# Record excerpts:
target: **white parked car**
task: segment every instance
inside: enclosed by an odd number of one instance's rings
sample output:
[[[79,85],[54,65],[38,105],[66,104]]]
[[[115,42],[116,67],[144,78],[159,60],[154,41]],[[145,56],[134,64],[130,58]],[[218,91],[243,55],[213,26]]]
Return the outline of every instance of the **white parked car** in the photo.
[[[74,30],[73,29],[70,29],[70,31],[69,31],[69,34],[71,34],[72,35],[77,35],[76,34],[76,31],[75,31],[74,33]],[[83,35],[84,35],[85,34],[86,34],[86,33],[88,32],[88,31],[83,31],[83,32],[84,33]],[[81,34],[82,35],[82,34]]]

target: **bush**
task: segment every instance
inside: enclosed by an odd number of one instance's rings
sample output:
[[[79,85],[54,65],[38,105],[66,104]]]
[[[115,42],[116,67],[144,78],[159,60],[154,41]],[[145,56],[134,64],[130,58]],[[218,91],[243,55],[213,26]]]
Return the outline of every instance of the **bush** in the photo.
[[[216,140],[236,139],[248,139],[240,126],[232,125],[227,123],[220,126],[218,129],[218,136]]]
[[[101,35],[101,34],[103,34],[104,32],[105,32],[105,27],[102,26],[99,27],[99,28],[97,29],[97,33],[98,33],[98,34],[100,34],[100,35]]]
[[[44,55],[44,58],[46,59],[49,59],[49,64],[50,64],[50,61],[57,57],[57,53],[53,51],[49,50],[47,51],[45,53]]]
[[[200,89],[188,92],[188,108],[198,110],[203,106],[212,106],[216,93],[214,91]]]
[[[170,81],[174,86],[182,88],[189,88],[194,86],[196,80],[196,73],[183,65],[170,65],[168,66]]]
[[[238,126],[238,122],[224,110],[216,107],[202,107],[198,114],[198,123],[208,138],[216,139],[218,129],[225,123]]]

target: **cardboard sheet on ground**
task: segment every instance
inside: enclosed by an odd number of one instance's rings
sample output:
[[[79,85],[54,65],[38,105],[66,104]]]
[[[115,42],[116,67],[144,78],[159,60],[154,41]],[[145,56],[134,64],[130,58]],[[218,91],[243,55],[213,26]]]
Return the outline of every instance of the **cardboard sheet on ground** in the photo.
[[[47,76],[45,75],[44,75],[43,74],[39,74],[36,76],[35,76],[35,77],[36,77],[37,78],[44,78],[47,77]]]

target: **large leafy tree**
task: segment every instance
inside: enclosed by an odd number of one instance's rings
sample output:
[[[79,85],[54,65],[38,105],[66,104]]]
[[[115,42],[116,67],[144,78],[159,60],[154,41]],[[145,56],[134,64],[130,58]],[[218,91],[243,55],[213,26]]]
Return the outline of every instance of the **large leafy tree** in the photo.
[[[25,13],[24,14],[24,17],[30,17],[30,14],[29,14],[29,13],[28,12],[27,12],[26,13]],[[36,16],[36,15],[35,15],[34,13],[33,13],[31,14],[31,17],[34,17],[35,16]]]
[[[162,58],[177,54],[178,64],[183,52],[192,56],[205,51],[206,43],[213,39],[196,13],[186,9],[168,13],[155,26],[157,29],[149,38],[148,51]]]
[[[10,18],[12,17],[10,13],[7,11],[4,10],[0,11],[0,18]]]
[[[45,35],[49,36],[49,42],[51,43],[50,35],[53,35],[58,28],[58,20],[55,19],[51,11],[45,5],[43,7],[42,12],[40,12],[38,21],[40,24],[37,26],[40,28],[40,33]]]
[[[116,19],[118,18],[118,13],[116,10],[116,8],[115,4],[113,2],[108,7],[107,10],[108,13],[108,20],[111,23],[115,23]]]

# Task requirements:
Please render all of the entries above as a JSON list of strings, one string per line, leaving out blank lines.

# Final answer:
[
  "target: **white parked car**",
  "task: segment every instance",
  "inside: enclosed by an odd number of one instance's rings",
  "sample output:",
  "[[[79,85],[54,65],[38,105],[66,104]]]",
  "[[[115,42],[116,67],[144,78],[159,60],[154,41]],[[145,56],[134,64],[130,58]],[[218,91],[243,55],[213,26]]]",
  "Return the outline of every instance of the **white parked car** in the photo.",
  "[[[74,30],[73,29],[70,29],[70,31],[69,31],[69,34],[71,34],[72,35],[77,35],[76,34],[76,31],[75,31],[74,33]],[[83,35],[84,35],[85,34],[86,34],[86,33],[88,32],[88,31],[83,31],[83,32],[84,33]],[[81,34],[82,35],[82,34]]]",
  "target: **bush**",
  "task: segment every instance",
  "inside: enclosed by an odd number of one instance's rings",
  "sample output:",
  "[[[79,85],[54,65],[38,105],[66,104]]]",
  "[[[115,42],[116,67],[144,78],[159,60],[154,41]],[[145,56],[134,64],[130,58]],[[218,91],[243,55],[213,26]]]",
  "Return the outline of every instance of the **bush** in the photo.",
  "[[[216,140],[236,139],[248,139],[240,126],[232,125],[227,123],[220,126],[218,129],[218,136]]]",
  "[[[101,35],[101,34],[103,34],[104,32],[105,32],[105,27],[102,26],[99,27],[99,28],[97,29],[97,33],[98,33],[98,34],[100,34],[100,35]]]",
  "[[[44,55],[44,58],[46,59],[49,59],[49,64],[50,64],[50,61],[57,57],[57,53],[53,51],[49,50],[47,51],[45,53]]]",
  "[[[200,89],[188,92],[188,108],[198,110],[203,106],[212,106],[216,93],[214,91]]]",
  "[[[170,81],[174,86],[182,88],[189,88],[194,86],[196,80],[196,73],[183,65],[170,65],[168,66]]]",
  "[[[238,126],[238,122],[224,110],[216,107],[202,107],[198,114],[198,123],[208,138],[216,139],[218,129],[225,123]]]",
  "target: **cardboard sheet on ground**",
  "task: segment every instance",
  "inside: enclosed by an odd number of one instance's rings",
  "sample output:",
  "[[[79,85],[54,65],[38,105],[66,104]]]",
  "[[[115,42],[116,67],[144,78],[159,60],[154,41]],[[145,56],[134,64],[130,58]],[[218,91],[243,55],[213,26]]]",
  "Return the outline of every instance of the **cardboard sheet on ground** in the photo.",
  "[[[47,76],[45,75],[44,75],[43,74],[39,74],[36,76],[35,76],[35,77],[36,77],[37,78],[44,78],[47,77]]]",
  "target: **large leafy tree**",
  "task: segment every instance",
  "inside: enclosed by an odd number of one instance's rings",
  "sample output:",
  "[[[79,85],[54,65],[38,105],[66,104]]]",
  "[[[115,42],[116,67],[144,78],[159,60],[154,41]],[[145,56],[134,64],[130,58]],[[218,91],[243,55],[213,26]]]",
  "Return the outline of every instance of the **large leafy tree** in the photo.",
  "[[[25,13],[24,14],[24,17],[30,17],[30,14],[29,14],[29,13],[28,12],[27,12],[26,13]],[[36,16],[36,15],[35,15],[34,13],[33,13],[31,14],[31,17],[34,17],[35,16]]]",
  "[[[162,58],[177,54],[178,64],[183,52],[192,56],[205,51],[206,43],[213,39],[196,13],[186,9],[168,13],[155,26],[157,29],[149,38],[148,51]]]",
  "[[[10,18],[12,17],[10,13],[7,11],[4,10],[0,11],[0,18]]]",
  "[[[45,35],[49,36],[49,42],[51,43],[50,35],[53,35],[58,28],[58,20],[55,19],[51,11],[45,5],[43,7],[42,12],[40,12],[38,21],[40,24],[37,26],[40,28],[40,33]]]",
  "[[[116,19],[118,18],[118,13],[116,10],[116,8],[115,4],[113,2],[108,7],[107,10],[108,13],[108,20],[111,23],[115,23]]]"
]